Excerto do texto:

MONTANHAS IBÉRICAS

Neste Blog partilho com os leitores a minha paixão pelas Montanhas Ibéricas, lugares únicos, cada vez mais raros, onde a beleza das paisagens, a preservação dos ecossistemas e a utilização sustentável pelo homem se unem de uma forma harmoniosa e equilibrada.

24 dezembro 2005

ATÉ QUANDO PODEMOS MANTER A ESPERANÇA?

Publicada por Paulo Almeida Santos

Por mais improvável que vos pareça, a paisagem acima retratada representa um bosque caducifólio do Norte de Portugal, uma autêntica preciosidade num país permanentemente acossado por atentados contra o Património Natural...
Finda mais um ano e o cenário mantém-se...
Os bosques autóctones são pequenos oásis no meio do caos, fragmentados por redes viárias que isolam as escassas populações de animais silvestres e as deixam no limiar da extinção.
A política de reflorestação simplesmente não existe ou, quando muito, promove a plantação de monoculturas de eucaliptos e pinheiros que, ano após ano, funcionam como barris de pólvora e deixam o país pintado de preto, à mercê das forças erosivas, transformando as nossas montanhas em autênticas superfícies lunares, inertes, dominadas pelo granito e pelos matos rasteiros. É desolador...
Os parques eólicos nascem como cogumelos nos cimos das nossas serras, sem qualquer tipo de restrições, descaracterizando a paisagem e promovendo a prática de crimes ambientais pelos múltiplos acessos que criam. Marão, Alvão, Nogueira, Montesinho, Arga, Montemuro, Caramulo são alguns destes tristes exemplos...
O desordenamento territorial, principalmente no norte de país é, no mínimo, chocante! Vista do céu, a paisagem aparece polvilhada por casas, fábricas,estradas, estradões, linhas de alta tensão, pedreiras, etc, etc, etc... Não há 1 m2 sem a marca do homem. Qualquer um pode construir o que quer que seja, onde quer que seja. O conceito de "aglomerado populacional" simplesmente não existe.

Informação apresentada:

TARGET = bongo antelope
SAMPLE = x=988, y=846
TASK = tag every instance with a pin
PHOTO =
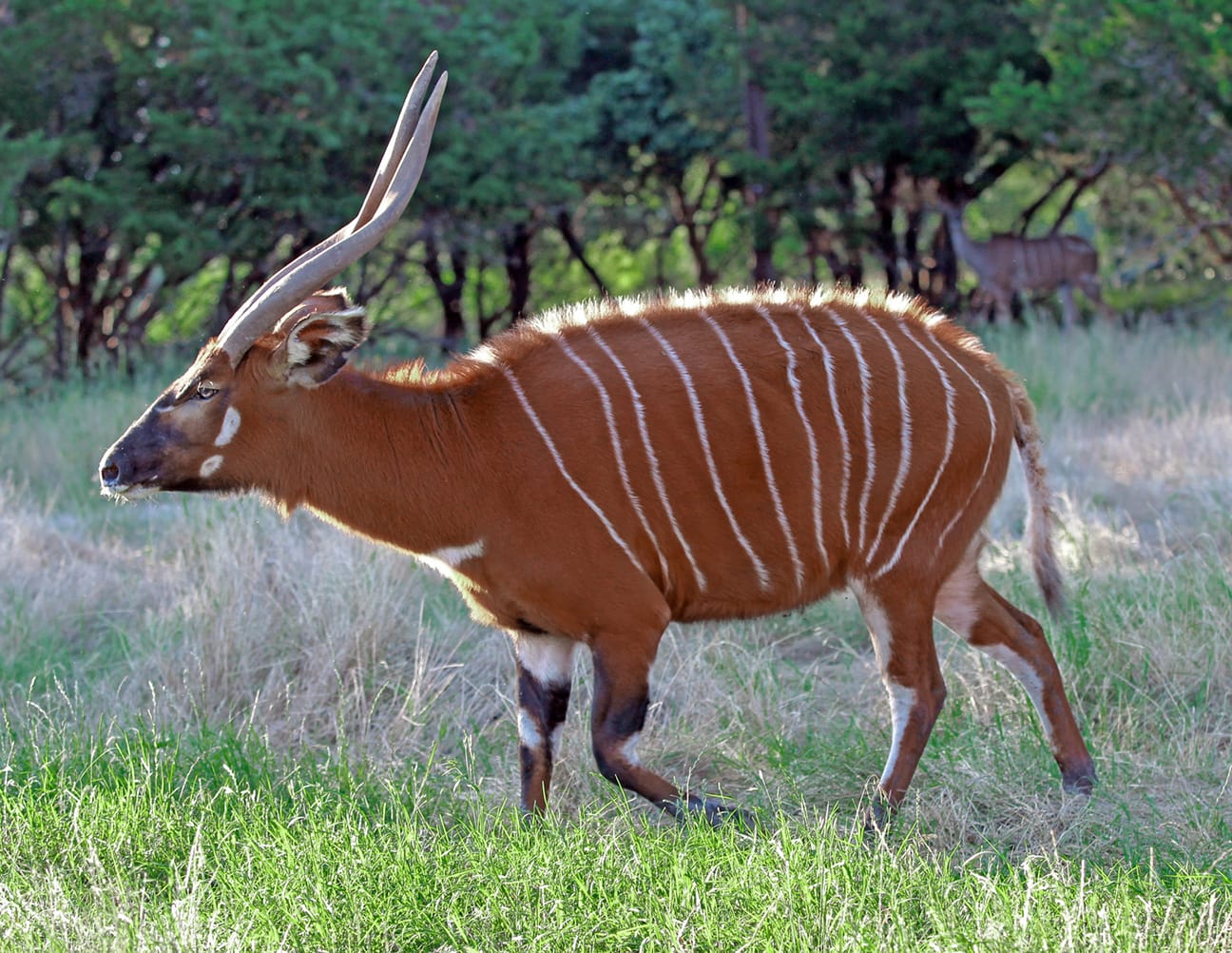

Enunciado da tarefa:
Que serras são dadas no excerto do texto como exemplos da instalação de parques eólicos nos seus cimos?

Resposta correta:
Os exemplos dados são Marão, Alvão, Nogueira, Montesinho, Arga, Montemuro e Caramulo.